___ Excerpt ___

Many more sons will die
while the Democrats do nothing to stop the war
They have failed to take on the principal reason they
were elected and, tragically, the US public is unlikely
to force them to
By Gary Younge
01/08/07 "The
Guardian" -- -- Only the squeaking of the
boots of the military pallbearers could be heard in the
Calvary church in Grand Rapids, Michigan, on Thursday as
Chad Vollmer's coffin was wheeled to the front. By the
time the service was over their steps were inaudible
amid the chorus of sobs and sniffles. Vollmer died two
weeks ago when a makeshift bomb exploded near his
vehicle in Salman Pak, Iraq. His funeral was a
profoundly patriotic affair. Family members and fellow
soldiers praised the 24-year-old as a young man who "honoured
his country, family, and God". Huge billowing flags
lined the entrance to the church and one hung over the
pulpit; the first hymn was America the Beautiful. "There
are two who have died for all of us today," said the
army chaplain, Major Timothy Mattison. "Jesus and the US
soldier. Jesus died for the freedom of the soul; the US
soldier died for the freedom of our land."
Days like these have become all too common in Michigan
recently. As the nation marked the 3,000th military
death in Iraq, eight families in the state were
preparing to bury their young men. Every day bar New
Year's Day saw at least one funeral here. Last Saturday
there were three.
The emotional consequences of these deaths are clear.
People say goodbye to a son, daughter, friend or lover
and are left with memories wrapped in a neatly folded
American flag and a few medals as they struggle to make
sense of their loss. But the political consequences are
more complex. Each American death falls like a pebble
into a still pool. It makes an impact where it lands and
sends out a small ripple that soon fades. Those outside
the immediate vicinity rarely feel or are even aware of
the death. Curt Norris from Lansing died on the same day
as Vollmer in a different incident. Lansing is just 90
miles from Detroit. But the day after Norris's funeral
the Detroit Free Press carried just one story from
Lansing - about a postman who has been on the same beat
for 50 years. Like Norris and Vollmer, it is white kids
from small towns who are most vulnerable. (The vastly
higher number of Iraqi civilian deaths barely feature at
all, although the national press has recently started to
acknowledge that they happen.)
President George Bush refuses to attend any soldiers'
funerals and the ban on televising coffins returning
home, which was introduced but rarely observed by Bill
Clinton, is now strictly enforced. Small pebbles keep
falling (roughly at the rate of three a day), but none
makes a big splash.
The mounting US casualties have relatively little effect
on America's views on this war. The months with the
heaviest losses have seen no corresponding spikes in
opposition. Instead the national mood has soured
steadily over the years until the number of those who
approve of Bush's handling of the war is now roughly
half those who approved of his handling of Hurricane
Katrina. According to a recent Army Times poll, more
troops disapprove of Bush's handling of this war than
back it.
"Public approval rarely gets lower than this," says
Christopher Gelpi, an associate professor of political
science at Duke university who studies US public opinion
and war. "The key factor shaping public opinion is
whether we are making progress towards a successful
outcome. On those points the public have already made up
their mind."

___

What you need to do ->
a – In the article on Iraq war deaths, why does each American death have such limited political consequences?
b – Extend the article on Iraq war deaths by writing what comes next after its final sentence.

___ Data excerpt ___

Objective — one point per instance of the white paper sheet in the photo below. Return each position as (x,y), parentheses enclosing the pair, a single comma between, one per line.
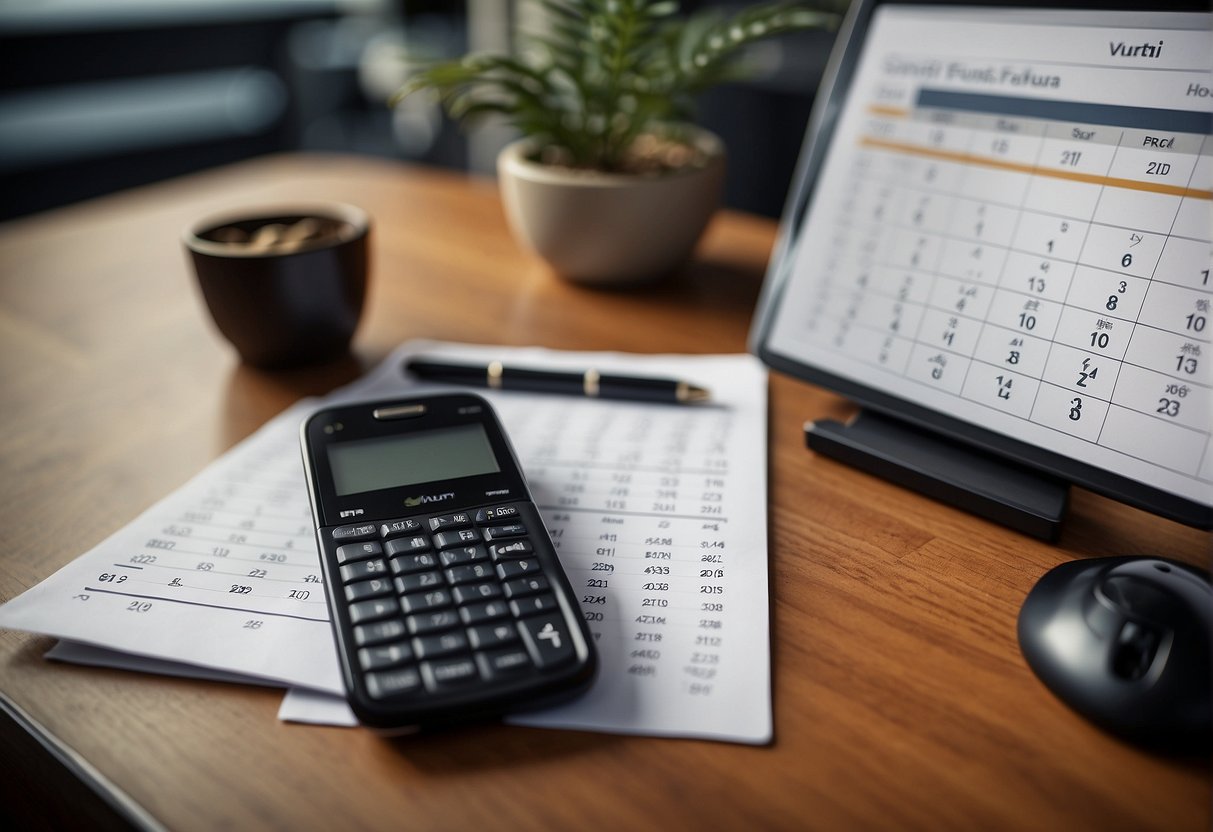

___

Answers to the problems ->
a – Each death falls like a pebble into a still pool: it makes an impact where it lands and sends out a small ripple that soon fades. People outside the immediate vicinity rarely feel the death or even know about it.

b –
Opposition to the occupation was demonstrated most
clearly at the polls in November, when Democrats won
both houses of Congress. Indeed just a couple hours
after Vollmer was lowered into the ground the new
Democratic House speaker, Nancy Pelosi, raised her gavel
for the first time. To lend the inauguration the
appearance of vitality the party has dedicated itself to
a raft of legislative changes over its first 100 hours
in power. Among other things, the Democrats will raise
the minimum wage, cut interest on student loans and
bring in stricter laws on lobbying - all modest,
manageable, sensible and centrist. But none of them
deals with the key question of the day and the principal
reason why they were elected - the war.
There are two reasons for this. First, the Democrats
have no coherent position on the war. In fact, most of
them voted for it. Second, given that the president is
the commander-in-chief and conducts foreign policy,
there is a limit to what the Democrats can
constitutionally do about it, beyond refusing to fund
it. This would represent great political risk, making
Democrats vulnerable to the Republican charge that they
are putting American soldiers at risk for partisan
reasons. Such a stance would demand both principle and
determination - neither of which has proven to be their
strong suit.
In an attempt to intervene between the supine and the
stubborn, the Iraq Study Group last month offered Bush a
stern rebuke - but also a way out. This week it will
receive his response as he plans to rebuff popular
opinion, political opposition and establishment advice
and call for a "surge" of between 20,000 and 40,000
troops in Iraq to "stabilise" the situation. The word
surge, like every other premise for this war, is
misleading. It suggests a brief increase when, in fact,
his advisers have told him the extra troops would have
to be there for at least 18 months.
"Clearly, this is not a move to shift public opinion,"
explains Gelpi. "The only thing that Bush can do to turn
around public opinion is turn around the situation on
the ground. It's a gamble. It's his last chance. This is
about his legacy." As such, it poses a clear challenge
to the Democratic Congress's legitimacy and to America's
democratic political culture.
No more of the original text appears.